Written request
Rewrite all the entries below as a numbered list, one line per number, and leave out any blank lines.

Available data
+++++

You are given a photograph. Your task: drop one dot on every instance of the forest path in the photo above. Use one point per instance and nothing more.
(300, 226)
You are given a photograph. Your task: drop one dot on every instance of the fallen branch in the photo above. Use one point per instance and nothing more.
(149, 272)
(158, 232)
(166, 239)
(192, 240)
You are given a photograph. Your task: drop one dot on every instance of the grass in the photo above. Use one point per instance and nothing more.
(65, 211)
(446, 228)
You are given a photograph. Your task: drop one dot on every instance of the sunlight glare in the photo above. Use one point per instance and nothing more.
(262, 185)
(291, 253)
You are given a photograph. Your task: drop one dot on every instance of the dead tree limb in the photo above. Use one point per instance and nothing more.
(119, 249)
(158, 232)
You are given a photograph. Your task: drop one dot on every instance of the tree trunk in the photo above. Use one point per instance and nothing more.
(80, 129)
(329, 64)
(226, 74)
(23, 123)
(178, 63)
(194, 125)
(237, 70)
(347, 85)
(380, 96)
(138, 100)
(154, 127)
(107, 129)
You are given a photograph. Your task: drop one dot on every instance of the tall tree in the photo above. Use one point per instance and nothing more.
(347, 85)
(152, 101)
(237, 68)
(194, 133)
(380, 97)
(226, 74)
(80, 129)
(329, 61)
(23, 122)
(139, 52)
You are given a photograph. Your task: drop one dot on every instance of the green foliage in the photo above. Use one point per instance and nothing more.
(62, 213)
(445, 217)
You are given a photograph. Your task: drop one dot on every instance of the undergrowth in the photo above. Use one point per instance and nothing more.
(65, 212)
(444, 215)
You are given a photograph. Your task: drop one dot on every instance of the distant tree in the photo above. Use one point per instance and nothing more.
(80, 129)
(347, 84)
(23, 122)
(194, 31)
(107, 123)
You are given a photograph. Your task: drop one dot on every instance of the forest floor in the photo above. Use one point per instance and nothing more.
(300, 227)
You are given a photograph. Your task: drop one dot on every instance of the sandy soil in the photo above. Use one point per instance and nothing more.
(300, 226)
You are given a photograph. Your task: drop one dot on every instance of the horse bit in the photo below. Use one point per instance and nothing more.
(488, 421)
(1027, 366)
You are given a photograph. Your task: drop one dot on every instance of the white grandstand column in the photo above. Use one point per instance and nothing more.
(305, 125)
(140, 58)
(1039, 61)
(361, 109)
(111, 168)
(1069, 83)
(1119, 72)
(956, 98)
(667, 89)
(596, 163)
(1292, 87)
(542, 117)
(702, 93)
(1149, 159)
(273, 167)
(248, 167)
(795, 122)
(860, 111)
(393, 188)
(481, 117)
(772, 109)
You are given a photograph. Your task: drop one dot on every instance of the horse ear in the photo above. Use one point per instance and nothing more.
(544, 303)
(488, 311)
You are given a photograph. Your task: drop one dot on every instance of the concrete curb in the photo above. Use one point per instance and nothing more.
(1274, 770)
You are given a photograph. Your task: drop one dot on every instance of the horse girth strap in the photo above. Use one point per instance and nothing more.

+++++

Problem solution
1. You are given a photograph. Your task: drop one dot on every instance of the forest path in the photo above. Use one point per instance and nothing more.
2. (300, 226)
3. You are given a photograph. Your task: drop one dot on every instance of the fallen branch in the photo above. Use one point per instance and nothing more.
4. (149, 272)
5. (158, 232)
6. (166, 239)
7. (192, 240)
8. You are given a photograph. Your task: drop one dot on every instance of the grass in the photo above. Use one point per instance and nothing more.
9. (65, 211)
10. (446, 228)
11. You are given a photograph. Your task: drop one dot on every instance of the sunlight glare in the photo above. Use one point per instance and nothing more.
12. (262, 185)
13. (291, 253)
14. You are given a photograph. Your task: drop one dot on every instance of the dead tree limb in the photo above. Use one point per instance and nothing more.
15. (119, 249)
16. (158, 232)
17. You are given a photograph. Your task: drop one dot on every instance of the tree trunk in the photo above. Use one point per instance and nothing more.
18. (80, 129)
19. (329, 64)
20. (226, 74)
21. (23, 123)
22. (178, 63)
23. (194, 125)
24. (237, 70)
25. (347, 85)
26. (380, 96)
27. (138, 100)
28. (154, 127)
29. (107, 129)
30. You are given a photograph. Your task: drop one dot on every instance of the tall tree in the photo above. Use one point per instance and nothing more.
31. (347, 85)
32. (152, 101)
33. (237, 68)
34. (194, 133)
35. (380, 97)
36. (226, 74)
37. (80, 129)
38. (329, 61)
39. (23, 122)
40. (139, 52)
41. You are given a photograph. Your task: drop one dot on every instance of the green foliage in the photo above. Use one point per instance and nothing more.
42. (62, 213)
43. (445, 217)
44. You are given a photograph. Your task: drop one dot on every instance of the undergrowth in the photo above. Use one point per instance and nothing more.
45. (65, 212)
46. (444, 215)
47. You are given a photograph. Your task: drop one dot on every instance of the distant tree in the photo above. Use one point per instance and nothing more.
48. (80, 129)
49. (347, 84)
50. (23, 122)
51. (194, 31)
52. (107, 123)
53. You are given a photograph. Your task: drop one dot on every instance of the forest floor in the photo above. Use one point per instance and nothing more.
54. (300, 227)
55. You are given a photograph. Your task: drop one dot on every instance of the sandy soil in the photo above. Use one point per instance and nothing more.
56. (300, 226)
57. You are given a photograph. Your task: drop one dot on every instance of the horse bit in the photo below. Use one point per instance and nothing more.
58. (488, 421)
59. (1027, 366)
60. You are given a photograph. Your task: drop one dot on every instance of the white grandstand column in the photo above. Use one point per instance and nothing more.
61. (305, 125)
62. (140, 58)
63. (1039, 61)
64. (361, 109)
65. (111, 168)
66. (1069, 83)
67. (1119, 72)
68. (956, 98)
69. (667, 89)
70. (596, 163)
71. (1292, 87)
72. (542, 117)
73. (702, 93)
74. (1149, 159)
75. (273, 167)
76. (248, 167)
77. (795, 122)
78. (860, 111)
79. (393, 188)
80. (481, 117)
81. (772, 109)
82. You are given a photograph. Your task: drop one dot on every instance of the horse ear in the photo above. Use one point per instance and nothing more.
83. (544, 303)
84. (488, 311)
85. You are given a photograph. Your task: drop one dot on every instance of the concrete curb in the photo above. Use one point per instance and nothing more.
86. (1274, 770)
87. You are given a photograph. Your task: drop one dot on every instance of the horse girth strap in the photo above. Use one point per instance and nothing more.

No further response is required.